#### [Task to carry out]
Recast every line of the rows below as a JSON list of strings, one string per line, leaving out any blank lines.

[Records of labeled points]
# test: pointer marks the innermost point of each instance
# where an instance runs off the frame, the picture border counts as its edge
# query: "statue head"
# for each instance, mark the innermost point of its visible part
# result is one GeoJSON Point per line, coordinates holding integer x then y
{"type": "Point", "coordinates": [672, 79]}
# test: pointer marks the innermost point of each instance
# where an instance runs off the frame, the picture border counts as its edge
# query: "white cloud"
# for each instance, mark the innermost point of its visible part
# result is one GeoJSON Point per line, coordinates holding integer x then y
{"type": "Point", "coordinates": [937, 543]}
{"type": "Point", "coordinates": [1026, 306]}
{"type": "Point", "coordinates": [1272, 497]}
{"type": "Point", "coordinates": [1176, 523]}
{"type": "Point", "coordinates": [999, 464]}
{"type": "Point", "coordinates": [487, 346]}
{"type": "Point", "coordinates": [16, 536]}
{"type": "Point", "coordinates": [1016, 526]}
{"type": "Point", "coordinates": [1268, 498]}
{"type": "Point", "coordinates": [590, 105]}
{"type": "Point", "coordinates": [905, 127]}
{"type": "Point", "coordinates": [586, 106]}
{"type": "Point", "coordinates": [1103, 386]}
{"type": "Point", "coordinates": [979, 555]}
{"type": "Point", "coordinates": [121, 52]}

#### [Task response]
[
  "# test: pointer marks the innermost point of each instance",
  "# where an instance runs off the frame, the picture border counts as its edge",
  "# query: \"statue head\"",
  "# for each instance, mark the innermost point of its visible part",
  "# result is one GeoJSON Point per line, coordinates holding integer x then y",
  "{\"type\": \"Point\", \"coordinates\": [672, 79]}",
  "# test: pointer marks the innermost point of each instance",
  "# where an instance runs off the frame, the picture border counts as its edge",
  "# query: \"white cloud\"",
  "# for each instance, mark the innermost point of its visible part",
  "# result is one GeoJSON Point per line, coordinates holding integer x then y",
  "{\"type\": \"Point\", \"coordinates\": [937, 543]}",
  "{\"type\": \"Point\", \"coordinates\": [1026, 306]}",
  "{\"type\": \"Point\", \"coordinates\": [1272, 497]}",
  "{\"type\": \"Point\", \"coordinates\": [1176, 523]}",
  "{\"type\": \"Point\", \"coordinates\": [999, 464]}",
  "{\"type\": \"Point\", \"coordinates\": [487, 346]}",
  "{\"type\": \"Point\", \"coordinates\": [16, 536]}",
  "{\"type\": \"Point\", \"coordinates\": [1016, 526]}",
  "{\"type\": \"Point\", \"coordinates\": [1268, 498]}",
  "{\"type\": \"Point\", \"coordinates\": [590, 105]}",
  "{\"type\": \"Point\", \"coordinates\": [905, 127]}",
  "{\"type\": \"Point\", \"coordinates\": [586, 106]}",
  "{\"type\": \"Point\", \"coordinates\": [1103, 386]}",
  "{\"type\": \"Point\", \"coordinates\": [979, 555]}",
  "{\"type\": \"Point\", \"coordinates\": [121, 52]}"
]